◆ TASK STATEMENT
Whenever the word "window" turns up in a line of the data below, copy that line.

┌──

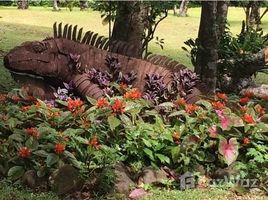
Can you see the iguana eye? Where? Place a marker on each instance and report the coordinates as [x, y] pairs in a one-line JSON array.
[[39, 47]]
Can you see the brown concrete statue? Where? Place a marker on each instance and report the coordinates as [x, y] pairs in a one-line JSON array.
[[70, 57]]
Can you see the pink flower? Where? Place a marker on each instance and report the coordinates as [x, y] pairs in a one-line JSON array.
[[213, 131], [225, 122]]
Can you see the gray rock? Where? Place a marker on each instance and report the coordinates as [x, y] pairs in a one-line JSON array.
[[152, 176], [123, 182], [65, 180]]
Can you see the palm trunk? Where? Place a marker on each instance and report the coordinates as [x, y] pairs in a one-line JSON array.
[[23, 4], [129, 24], [183, 8], [207, 52]]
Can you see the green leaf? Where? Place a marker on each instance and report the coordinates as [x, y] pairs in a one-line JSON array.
[[41, 153], [16, 137], [177, 113], [149, 153], [91, 101], [163, 158], [31, 143], [175, 153], [204, 103], [146, 142], [113, 122], [52, 158], [15, 172]]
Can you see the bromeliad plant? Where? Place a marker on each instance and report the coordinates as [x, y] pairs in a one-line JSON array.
[[95, 134]]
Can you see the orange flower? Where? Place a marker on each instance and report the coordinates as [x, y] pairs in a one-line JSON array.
[[244, 100], [93, 142], [217, 105], [25, 108], [259, 109], [2, 98], [190, 108], [24, 152], [15, 98], [222, 96], [180, 102], [265, 98], [248, 94], [248, 119], [59, 148], [118, 107], [102, 102], [123, 85], [74, 105], [244, 109], [33, 132], [133, 94], [246, 141]]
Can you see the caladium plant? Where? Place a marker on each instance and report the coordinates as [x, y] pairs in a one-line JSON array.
[[229, 150]]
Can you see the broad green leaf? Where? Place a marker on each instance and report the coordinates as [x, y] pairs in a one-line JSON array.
[[229, 150], [113, 122], [52, 158], [91, 101], [149, 153], [163, 158], [15, 172], [41, 153]]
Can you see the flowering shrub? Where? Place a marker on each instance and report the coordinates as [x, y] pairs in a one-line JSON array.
[[95, 134]]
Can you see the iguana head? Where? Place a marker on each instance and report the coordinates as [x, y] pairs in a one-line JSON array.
[[37, 58]]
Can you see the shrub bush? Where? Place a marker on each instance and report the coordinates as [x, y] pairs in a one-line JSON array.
[[92, 135]]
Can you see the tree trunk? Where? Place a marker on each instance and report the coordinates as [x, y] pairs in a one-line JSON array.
[[222, 11], [207, 55], [83, 5], [183, 8], [175, 10], [23, 4], [255, 13], [129, 24], [55, 5]]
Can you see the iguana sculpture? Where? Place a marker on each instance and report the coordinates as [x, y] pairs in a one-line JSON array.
[[70, 57]]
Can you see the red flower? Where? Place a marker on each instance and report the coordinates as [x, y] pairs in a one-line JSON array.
[[248, 119], [118, 107], [217, 105], [133, 94], [248, 94], [180, 102], [244, 100], [259, 109], [222, 96], [15, 98], [123, 85], [25, 108], [190, 108], [101, 103], [244, 109], [32, 131], [265, 98], [93, 142], [2, 98], [24, 152], [246, 140], [59, 148], [74, 105]]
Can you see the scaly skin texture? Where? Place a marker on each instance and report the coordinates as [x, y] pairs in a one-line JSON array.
[[63, 60]]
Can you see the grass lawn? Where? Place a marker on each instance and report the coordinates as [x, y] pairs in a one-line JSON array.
[[36, 23], [8, 192]]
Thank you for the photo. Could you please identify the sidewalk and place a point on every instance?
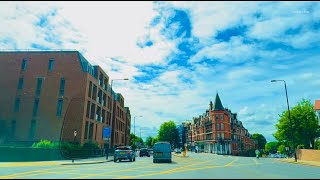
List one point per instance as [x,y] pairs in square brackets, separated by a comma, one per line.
[310,163]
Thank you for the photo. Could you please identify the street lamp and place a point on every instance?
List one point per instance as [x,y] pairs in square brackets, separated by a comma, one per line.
[294,148]
[134,124]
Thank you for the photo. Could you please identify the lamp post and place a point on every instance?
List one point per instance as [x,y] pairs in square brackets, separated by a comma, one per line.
[134,124]
[111,109]
[292,138]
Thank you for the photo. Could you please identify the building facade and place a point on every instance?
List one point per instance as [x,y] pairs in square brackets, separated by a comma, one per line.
[58,96]
[182,135]
[219,131]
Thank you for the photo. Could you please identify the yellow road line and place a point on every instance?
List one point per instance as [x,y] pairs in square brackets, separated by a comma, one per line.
[28,164]
[168,171]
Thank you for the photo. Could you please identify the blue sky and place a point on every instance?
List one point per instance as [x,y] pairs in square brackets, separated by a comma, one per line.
[178,55]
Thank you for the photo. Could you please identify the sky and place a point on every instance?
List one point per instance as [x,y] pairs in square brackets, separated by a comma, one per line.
[178,55]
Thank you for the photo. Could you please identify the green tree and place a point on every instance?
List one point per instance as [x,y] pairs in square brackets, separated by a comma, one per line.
[149,141]
[271,147]
[168,132]
[261,140]
[304,127]
[282,149]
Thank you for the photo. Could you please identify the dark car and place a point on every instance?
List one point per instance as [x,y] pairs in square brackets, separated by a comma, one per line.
[124,153]
[144,152]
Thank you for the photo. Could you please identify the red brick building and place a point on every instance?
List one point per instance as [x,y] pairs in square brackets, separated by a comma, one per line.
[219,131]
[51,94]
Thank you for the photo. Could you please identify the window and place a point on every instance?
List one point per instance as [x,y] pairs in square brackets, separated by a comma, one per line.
[88,109]
[101,79]
[35,107]
[93,109]
[32,129]
[13,128]
[98,113]
[99,97]
[94,93]
[105,84]
[86,130]
[20,84]
[104,100]
[91,131]
[90,89]
[103,116]
[62,84]
[51,62]
[24,64]
[17,105]
[59,107]
[39,85]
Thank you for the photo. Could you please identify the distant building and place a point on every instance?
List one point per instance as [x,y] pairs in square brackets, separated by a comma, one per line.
[219,131]
[317,109]
[51,94]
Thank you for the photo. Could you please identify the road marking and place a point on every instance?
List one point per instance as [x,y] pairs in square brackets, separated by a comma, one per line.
[19,164]
[26,172]
[229,164]
[174,170]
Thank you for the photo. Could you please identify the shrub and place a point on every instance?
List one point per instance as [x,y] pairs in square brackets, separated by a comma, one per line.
[300,146]
[46,144]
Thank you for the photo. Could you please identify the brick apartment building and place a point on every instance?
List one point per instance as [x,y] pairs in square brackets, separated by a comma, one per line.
[219,131]
[51,94]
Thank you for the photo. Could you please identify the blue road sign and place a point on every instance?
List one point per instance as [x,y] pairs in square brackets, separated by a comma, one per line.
[106,132]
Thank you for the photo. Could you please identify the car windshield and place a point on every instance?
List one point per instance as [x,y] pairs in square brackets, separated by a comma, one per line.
[123,148]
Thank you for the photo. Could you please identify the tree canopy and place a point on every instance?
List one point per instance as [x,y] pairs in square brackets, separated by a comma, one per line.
[261,140]
[168,132]
[303,128]
[271,147]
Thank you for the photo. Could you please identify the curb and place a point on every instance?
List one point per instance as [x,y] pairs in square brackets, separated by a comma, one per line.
[302,163]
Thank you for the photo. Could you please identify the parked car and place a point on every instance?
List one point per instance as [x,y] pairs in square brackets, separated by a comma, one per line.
[144,152]
[177,150]
[162,152]
[124,153]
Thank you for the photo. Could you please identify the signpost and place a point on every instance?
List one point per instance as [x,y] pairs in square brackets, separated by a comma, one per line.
[106,138]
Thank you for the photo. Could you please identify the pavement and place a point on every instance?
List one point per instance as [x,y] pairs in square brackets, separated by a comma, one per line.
[194,166]
[302,162]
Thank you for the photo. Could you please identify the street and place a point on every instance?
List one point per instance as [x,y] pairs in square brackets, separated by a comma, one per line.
[200,166]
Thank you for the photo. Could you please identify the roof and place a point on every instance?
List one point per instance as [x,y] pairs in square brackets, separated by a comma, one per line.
[217,103]
[317,105]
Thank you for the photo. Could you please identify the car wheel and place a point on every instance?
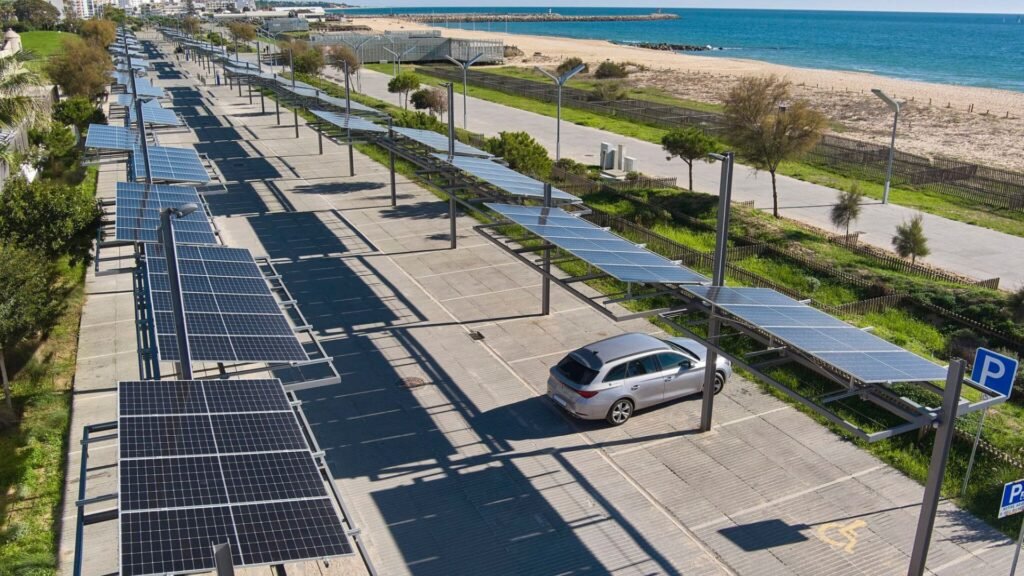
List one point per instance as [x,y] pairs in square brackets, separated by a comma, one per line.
[620,412]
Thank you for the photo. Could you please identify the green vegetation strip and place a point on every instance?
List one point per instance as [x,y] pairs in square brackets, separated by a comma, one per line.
[941,205]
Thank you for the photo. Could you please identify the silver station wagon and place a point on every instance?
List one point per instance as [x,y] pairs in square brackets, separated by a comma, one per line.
[616,376]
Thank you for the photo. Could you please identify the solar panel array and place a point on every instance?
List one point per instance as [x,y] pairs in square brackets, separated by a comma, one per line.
[862,356]
[138,207]
[153,113]
[620,258]
[438,142]
[347,122]
[504,177]
[230,315]
[207,462]
[169,164]
[101,136]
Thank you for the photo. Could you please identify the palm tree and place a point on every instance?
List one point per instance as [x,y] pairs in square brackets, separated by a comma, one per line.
[847,208]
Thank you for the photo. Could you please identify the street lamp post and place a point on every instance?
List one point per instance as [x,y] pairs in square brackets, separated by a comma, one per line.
[559,82]
[465,72]
[894,106]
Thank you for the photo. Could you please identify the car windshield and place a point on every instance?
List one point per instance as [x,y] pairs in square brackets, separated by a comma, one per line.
[683,350]
[576,372]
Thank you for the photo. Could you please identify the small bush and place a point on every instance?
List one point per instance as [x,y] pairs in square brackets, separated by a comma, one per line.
[608,69]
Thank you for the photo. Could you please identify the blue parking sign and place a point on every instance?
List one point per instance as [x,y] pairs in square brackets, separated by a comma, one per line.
[994,371]
[1013,498]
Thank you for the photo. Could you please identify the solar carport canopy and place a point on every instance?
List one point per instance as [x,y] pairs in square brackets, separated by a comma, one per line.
[138,207]
[208,462]
[506,178]
[101,136]
[230,315]
[848,348]
[170,164]
[347,122]
[438,142]
[613,255]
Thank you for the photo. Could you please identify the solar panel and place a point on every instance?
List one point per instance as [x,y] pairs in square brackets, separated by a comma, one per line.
[138,207]
[439,142]
[170,164]
[255,486]
[859,354]
[153,113]
[230,315]
[344,122]
[102,136]
[612,254]
[505,177]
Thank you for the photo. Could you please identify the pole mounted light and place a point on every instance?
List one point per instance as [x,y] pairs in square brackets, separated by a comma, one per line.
[559,82]
[465,72]
[894,106]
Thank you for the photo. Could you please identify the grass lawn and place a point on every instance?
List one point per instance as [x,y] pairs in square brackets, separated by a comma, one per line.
[32,454]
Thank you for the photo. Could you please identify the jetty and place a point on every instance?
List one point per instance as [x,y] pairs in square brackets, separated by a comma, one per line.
[535,16]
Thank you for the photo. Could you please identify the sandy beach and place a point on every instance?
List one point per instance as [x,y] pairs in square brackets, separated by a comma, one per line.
[981,125]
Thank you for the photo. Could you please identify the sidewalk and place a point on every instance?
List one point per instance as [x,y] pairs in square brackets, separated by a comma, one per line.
[973,251]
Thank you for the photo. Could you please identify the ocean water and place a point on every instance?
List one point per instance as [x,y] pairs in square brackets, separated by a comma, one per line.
[969,49]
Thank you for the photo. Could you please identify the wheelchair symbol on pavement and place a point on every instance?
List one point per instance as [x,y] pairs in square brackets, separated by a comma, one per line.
[841,536]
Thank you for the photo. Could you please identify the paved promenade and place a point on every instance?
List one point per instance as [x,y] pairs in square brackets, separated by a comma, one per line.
[474,471]
[973,251]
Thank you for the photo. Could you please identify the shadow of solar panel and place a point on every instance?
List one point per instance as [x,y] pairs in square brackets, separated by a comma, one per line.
[102,136]
[137,213]
[153,113]
[504,177]
[230,315]
[627,262]
[347,122]
[854,352]
[439,142]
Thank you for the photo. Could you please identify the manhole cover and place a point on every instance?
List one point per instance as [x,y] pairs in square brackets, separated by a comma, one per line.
[412,382]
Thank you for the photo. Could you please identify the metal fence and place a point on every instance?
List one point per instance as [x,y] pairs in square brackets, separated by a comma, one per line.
[992,187]
[417,47]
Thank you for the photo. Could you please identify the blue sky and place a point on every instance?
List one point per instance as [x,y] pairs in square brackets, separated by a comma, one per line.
[996,6]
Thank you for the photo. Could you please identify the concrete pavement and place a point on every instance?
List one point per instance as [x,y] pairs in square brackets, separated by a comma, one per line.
[966,249]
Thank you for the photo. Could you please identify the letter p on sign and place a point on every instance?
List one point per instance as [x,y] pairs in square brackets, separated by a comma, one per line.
[994,371]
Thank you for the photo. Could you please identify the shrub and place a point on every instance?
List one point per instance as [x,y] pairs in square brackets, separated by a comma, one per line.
[608,69]
[521,152]
[52,217]
[569,64]
[78,112]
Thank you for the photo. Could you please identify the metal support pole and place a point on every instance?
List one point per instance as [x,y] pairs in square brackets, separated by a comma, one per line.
[940,455]
[718,279]
[1017,551]
[546,283]
[452,216]
[177,306]
[390,154]
[974,450]
[348,114]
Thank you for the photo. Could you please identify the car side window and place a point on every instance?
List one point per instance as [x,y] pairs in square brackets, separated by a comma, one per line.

└──

◆ TASK RESULT
Thank you for the photo. Could you please identify the window and place a point on every instance?
Thank you for the photo. Could you please identify the car side window and place a point on every instance?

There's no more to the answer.